• FRAGMENTO DEL DOCUMENTO:
• • •

Es cierto que la perspectiva retórica y la dialéctica no
siempre pueden (deben) separarse de manera nítida. Ambas tienen en común, como
escribió Aristóteles al comienzo de su Retórica, su carácter general, esto es,
el no pertenecer a ninguna ciencia determinada, puesto que se refieren a
prácticas de las que todos participan; al igual que es común también a ambas la
noción de razonabilidad (frente a la racionalidad estricta de la lógica). Pero
en el caso de la retórica se trata de la construcción de un discurso
persuasivo, mientras que la dialéctica tiene que ver con el arte –la técnica-
de la discusión.
Los elementos fundamentales de la retórica son, por ello, el
orador, el discurso construido por este y el auditorio (al que se trata de
persuadir); mientras que en la dialéctica (en cuanto técnica de la discusión;
digamos, en su sentido más tradicional) lo que hay es un proponente que avanza
una tesis, un oponente que trata de destruirla, y ciertas reglas de juego
limpio cuyo cumplimiento puede encomendarse a un tercero, a un árbitro.
Aristóteles se ocupó de cada una de esas técnicas (elevó a teoría lo que antes
era un conocimiento meramente empírico) en obras distintas; y esas obras eran
también independientes (relativamente independientes) de sus tratados de
lógica. En fin, para poner de manifiesto tanto las semejanzas como las
diferencias entre esos dos géneros argumentativos, Zenón de Citio (según nos
refiere Quintiliano) comparaba la retórica con la mano abierta, y la dialéctica
con el puño cerrado.

• • •

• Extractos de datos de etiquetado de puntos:
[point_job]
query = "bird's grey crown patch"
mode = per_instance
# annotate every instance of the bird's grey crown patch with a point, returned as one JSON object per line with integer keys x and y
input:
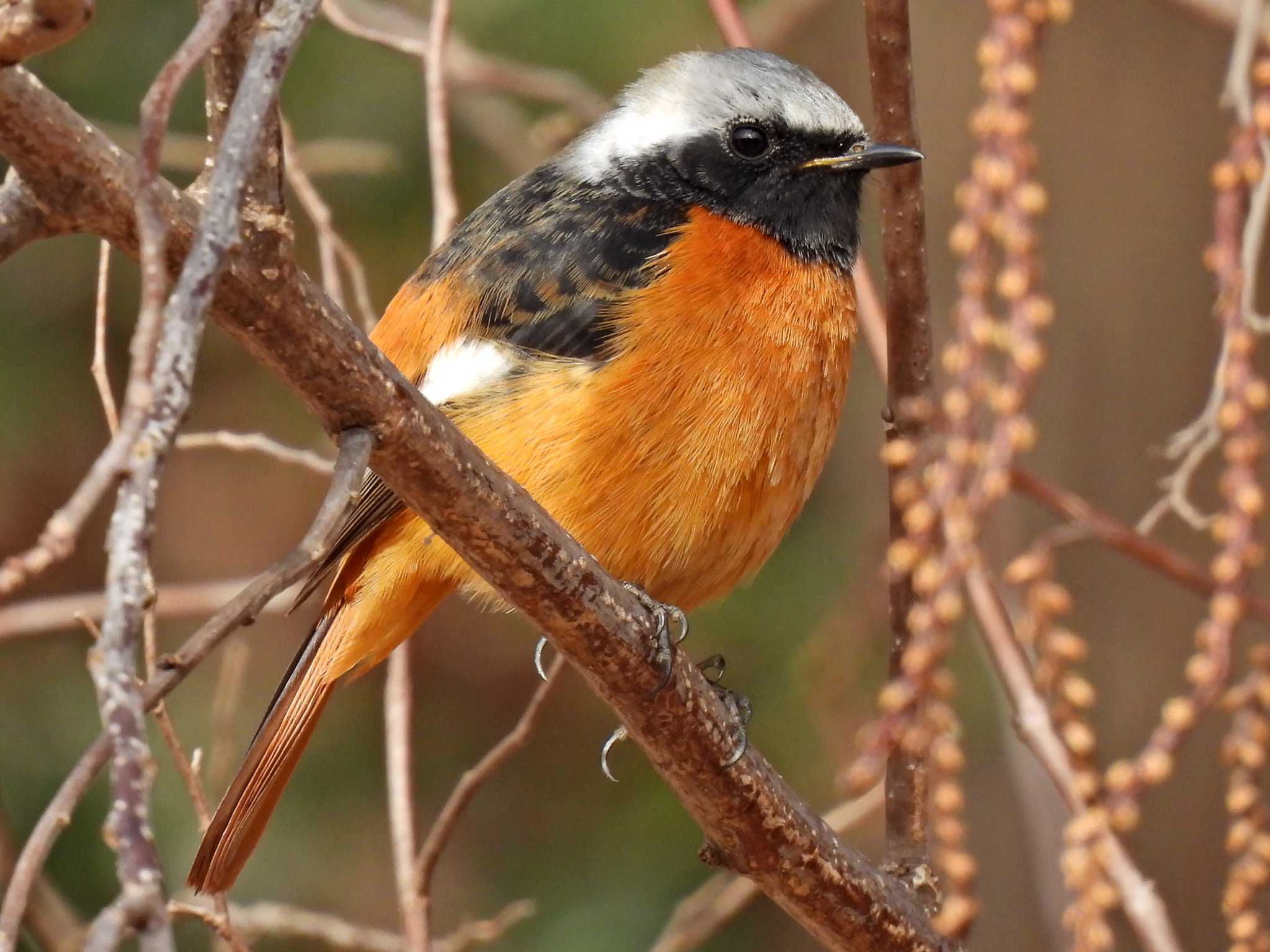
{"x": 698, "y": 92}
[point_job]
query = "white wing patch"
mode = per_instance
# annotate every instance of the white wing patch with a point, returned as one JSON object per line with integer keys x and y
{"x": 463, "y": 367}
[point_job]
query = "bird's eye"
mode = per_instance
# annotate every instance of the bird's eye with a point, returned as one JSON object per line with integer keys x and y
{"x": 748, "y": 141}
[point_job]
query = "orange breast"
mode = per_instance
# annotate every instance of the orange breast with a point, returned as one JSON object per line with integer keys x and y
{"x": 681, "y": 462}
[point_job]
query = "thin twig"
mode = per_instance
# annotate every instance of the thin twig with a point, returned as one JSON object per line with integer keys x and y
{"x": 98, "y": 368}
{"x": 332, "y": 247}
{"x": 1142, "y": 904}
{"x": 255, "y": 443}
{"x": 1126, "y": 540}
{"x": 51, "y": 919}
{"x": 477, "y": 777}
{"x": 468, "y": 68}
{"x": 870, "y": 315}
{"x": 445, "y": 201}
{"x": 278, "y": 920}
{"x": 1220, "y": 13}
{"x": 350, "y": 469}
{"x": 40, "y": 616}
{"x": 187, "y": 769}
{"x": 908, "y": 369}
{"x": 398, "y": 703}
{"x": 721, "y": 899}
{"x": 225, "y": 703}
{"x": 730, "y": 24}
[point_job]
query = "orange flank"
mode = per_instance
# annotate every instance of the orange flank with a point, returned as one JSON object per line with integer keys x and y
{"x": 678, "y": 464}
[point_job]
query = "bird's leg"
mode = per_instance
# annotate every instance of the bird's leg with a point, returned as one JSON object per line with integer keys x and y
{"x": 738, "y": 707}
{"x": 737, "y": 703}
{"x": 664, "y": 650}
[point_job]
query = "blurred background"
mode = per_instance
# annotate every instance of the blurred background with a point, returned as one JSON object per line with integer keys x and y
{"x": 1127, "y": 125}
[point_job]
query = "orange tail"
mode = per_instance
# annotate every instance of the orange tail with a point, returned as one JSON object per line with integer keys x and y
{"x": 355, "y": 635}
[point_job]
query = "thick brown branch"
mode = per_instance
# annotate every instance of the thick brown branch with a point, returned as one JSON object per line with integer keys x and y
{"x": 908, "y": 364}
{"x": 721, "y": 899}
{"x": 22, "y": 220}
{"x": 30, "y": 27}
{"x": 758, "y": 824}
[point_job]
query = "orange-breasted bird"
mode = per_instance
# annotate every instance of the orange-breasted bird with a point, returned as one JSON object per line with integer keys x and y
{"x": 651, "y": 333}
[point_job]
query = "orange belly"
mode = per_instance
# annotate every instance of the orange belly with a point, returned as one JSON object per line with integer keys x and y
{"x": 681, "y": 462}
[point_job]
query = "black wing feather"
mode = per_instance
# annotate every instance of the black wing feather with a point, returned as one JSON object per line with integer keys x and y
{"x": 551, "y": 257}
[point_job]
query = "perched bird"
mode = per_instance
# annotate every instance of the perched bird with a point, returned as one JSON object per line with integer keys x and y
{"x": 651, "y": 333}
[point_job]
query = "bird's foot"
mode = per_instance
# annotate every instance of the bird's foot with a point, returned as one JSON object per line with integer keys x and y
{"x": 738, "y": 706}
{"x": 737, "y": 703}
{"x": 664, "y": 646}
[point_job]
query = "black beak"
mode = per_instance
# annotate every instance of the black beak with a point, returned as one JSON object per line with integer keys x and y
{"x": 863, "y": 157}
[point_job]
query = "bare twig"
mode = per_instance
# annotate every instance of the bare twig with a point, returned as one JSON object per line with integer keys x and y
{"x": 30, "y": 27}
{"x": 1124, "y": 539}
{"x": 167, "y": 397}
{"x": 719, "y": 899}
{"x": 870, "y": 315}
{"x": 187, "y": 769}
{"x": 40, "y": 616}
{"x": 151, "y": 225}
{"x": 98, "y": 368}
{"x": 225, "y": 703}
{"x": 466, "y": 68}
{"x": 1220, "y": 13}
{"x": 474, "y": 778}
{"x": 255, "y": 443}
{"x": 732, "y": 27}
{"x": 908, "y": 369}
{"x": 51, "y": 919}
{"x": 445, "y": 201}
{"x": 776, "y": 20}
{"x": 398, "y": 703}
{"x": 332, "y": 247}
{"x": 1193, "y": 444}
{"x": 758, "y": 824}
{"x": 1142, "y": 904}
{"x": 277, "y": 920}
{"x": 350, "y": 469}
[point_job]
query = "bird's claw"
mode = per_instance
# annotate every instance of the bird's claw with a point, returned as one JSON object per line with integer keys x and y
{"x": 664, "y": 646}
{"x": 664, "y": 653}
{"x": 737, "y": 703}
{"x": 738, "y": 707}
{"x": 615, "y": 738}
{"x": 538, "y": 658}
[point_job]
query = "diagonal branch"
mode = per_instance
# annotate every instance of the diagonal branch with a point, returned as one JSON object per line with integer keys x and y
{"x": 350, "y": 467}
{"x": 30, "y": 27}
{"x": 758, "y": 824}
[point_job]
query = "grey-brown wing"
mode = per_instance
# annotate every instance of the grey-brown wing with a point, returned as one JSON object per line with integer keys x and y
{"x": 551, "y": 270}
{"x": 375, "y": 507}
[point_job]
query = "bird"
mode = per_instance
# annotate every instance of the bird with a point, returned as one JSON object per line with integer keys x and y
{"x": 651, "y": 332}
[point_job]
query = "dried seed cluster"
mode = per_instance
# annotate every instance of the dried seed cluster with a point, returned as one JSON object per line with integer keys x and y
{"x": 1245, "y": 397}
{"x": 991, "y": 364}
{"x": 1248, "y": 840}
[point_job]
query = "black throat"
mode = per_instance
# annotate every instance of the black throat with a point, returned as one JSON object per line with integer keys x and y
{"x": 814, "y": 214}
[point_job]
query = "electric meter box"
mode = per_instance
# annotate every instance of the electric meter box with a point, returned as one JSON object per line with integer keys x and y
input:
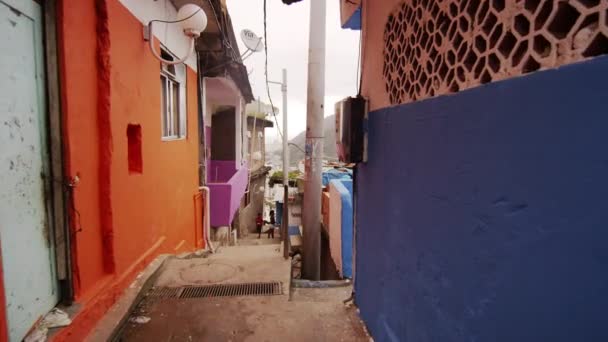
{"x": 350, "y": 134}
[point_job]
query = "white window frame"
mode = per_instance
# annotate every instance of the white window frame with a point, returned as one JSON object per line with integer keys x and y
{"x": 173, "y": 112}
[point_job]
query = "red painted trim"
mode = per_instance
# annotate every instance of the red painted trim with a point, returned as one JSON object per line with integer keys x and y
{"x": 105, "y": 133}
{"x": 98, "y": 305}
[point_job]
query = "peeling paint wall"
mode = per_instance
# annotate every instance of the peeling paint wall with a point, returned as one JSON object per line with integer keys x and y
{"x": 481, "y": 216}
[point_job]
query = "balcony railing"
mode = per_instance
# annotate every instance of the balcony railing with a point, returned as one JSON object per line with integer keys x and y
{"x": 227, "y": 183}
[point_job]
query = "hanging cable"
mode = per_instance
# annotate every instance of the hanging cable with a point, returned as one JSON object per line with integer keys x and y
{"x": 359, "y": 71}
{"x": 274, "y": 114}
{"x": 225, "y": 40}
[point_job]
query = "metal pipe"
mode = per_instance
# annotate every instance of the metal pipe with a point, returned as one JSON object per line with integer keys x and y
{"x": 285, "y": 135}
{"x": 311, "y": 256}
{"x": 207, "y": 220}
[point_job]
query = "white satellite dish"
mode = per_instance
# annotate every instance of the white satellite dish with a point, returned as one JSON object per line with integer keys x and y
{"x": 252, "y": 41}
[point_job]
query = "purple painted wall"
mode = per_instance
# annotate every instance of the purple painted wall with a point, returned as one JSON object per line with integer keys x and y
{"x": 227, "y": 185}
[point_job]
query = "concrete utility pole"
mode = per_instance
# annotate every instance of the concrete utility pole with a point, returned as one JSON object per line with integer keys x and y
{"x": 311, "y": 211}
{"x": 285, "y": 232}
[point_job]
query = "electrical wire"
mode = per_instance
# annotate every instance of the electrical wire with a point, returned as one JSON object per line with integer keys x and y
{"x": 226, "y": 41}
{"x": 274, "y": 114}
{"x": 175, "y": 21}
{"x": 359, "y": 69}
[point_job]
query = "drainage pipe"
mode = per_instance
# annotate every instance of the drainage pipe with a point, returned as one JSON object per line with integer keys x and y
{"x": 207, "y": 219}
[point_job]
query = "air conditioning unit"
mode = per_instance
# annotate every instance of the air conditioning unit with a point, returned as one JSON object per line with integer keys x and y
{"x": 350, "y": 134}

• • •

• LO QUE SE PIDE: Extrae del fragmento sobre retórica y dialéctica el pasaje que empieza en "Aristóteles se ocupó" y termina en "el puño cerrado.", copiándolo sin cambios. El material no tiene ningún papel en esto.

• RESULTADO:
Aristóteles se ocupó de cada una de esas técnicas (elevó a teoría lo que antes
era un conocimiento meramente empírico) en obras distintas; y esas obras eran
también independientes (relativamente independientes) de sus tratados de
lógica. En fin, para poner de manifiesto tanto las semejanzas como las
diferencias entre esos dos géneros argumentativos, Zenón de Citio (según nos
refiere Quintiliano) comparaba la retórica con la mano abierta, y la dialéctica
con el puño cerrado.